Raw records:
============

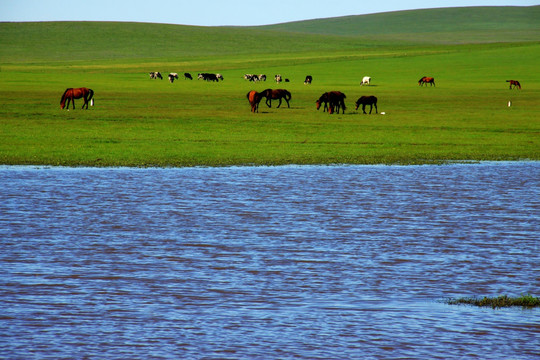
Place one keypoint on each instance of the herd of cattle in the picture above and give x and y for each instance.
(333, 101)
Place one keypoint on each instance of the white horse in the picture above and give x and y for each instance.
(365, 80)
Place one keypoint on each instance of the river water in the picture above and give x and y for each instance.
(292, 262)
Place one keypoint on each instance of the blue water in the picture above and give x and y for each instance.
(331, 262)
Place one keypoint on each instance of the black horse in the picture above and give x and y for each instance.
(276, 94)
(333, 100)
(367, 100)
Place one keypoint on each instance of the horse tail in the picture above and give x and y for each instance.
(91, 96)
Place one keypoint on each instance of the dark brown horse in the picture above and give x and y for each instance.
(277, 94)
(367, 100)
(254, 99)
(426, 80)
(514, 83)
(71, 94)
(333, 100)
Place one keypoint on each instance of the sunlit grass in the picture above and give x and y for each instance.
(143, 122)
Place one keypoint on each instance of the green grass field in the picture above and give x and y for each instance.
(143, 122)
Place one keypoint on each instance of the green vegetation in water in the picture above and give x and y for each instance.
(525, 301)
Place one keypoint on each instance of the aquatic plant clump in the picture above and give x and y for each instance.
(526, 301)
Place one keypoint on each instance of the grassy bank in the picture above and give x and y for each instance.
(143, 122)
(525, 301)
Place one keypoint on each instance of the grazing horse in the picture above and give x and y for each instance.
(172, 76)
(277, 94)
(426, 80)
(254, 99)
(367, 100)
(514, 83)
(71, 94)
(365, 80)
(332, 100)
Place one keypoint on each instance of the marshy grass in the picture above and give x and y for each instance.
(524, 301)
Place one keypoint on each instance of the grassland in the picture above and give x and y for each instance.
(143, 122)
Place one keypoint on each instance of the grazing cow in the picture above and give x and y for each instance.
(173, 76)
(155, 75)
(367, 100)
(426, 80)
(365, 80)
(514, 83)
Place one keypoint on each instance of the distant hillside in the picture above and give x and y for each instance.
(439, 26)
(502, 18)
(87, 41)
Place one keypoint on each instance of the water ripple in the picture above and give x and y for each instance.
(268, 262)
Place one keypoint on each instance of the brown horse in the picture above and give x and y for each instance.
(332, 100)
(71, 94)
(426, 80)
(277, 94)
(514, 83)
(367, 100)
(254, 99)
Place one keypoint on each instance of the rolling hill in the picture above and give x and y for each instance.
(72, 41)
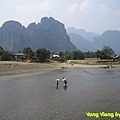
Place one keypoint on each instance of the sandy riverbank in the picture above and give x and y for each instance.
(10, 67)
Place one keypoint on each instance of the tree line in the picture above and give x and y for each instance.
(44, 55)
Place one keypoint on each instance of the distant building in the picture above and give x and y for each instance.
(33, 58)
(19, 56)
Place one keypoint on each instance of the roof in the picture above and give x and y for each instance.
(20, 54)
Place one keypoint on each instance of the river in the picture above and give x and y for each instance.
(35, 96)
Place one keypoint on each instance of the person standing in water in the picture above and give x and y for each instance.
(65, 82)
(57, 82)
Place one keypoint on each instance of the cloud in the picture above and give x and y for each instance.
(72, 8)
(117, 12)
(33, 12)
(86, 6)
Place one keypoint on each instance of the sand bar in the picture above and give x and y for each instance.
(11, 67)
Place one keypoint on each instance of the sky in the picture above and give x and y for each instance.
(92, 15)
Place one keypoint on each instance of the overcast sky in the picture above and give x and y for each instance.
(91, 15)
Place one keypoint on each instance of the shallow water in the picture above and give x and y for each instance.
(35, 97)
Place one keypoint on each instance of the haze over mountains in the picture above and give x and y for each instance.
(51, 34)
(92, 41)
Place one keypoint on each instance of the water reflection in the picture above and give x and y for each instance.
(36, 96)
(65, 87)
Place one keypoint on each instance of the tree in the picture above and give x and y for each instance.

============

Retype the lines from the one containing "Place one keypoint on each instance of the haze" through the last line of the records, including both ends.

Written reply:
Place one keypoint on each instance of the haze over mountains in the picture above and give x and y for each instance.
(51, 34)
(92, 41)
Place one keypoint on each instance of the water reflection in the picture above and give x and y for each instance.
(36, 96)
(65, 87)
Place one keypoint on each instance of the tree in the picture above and give x and y for each instance.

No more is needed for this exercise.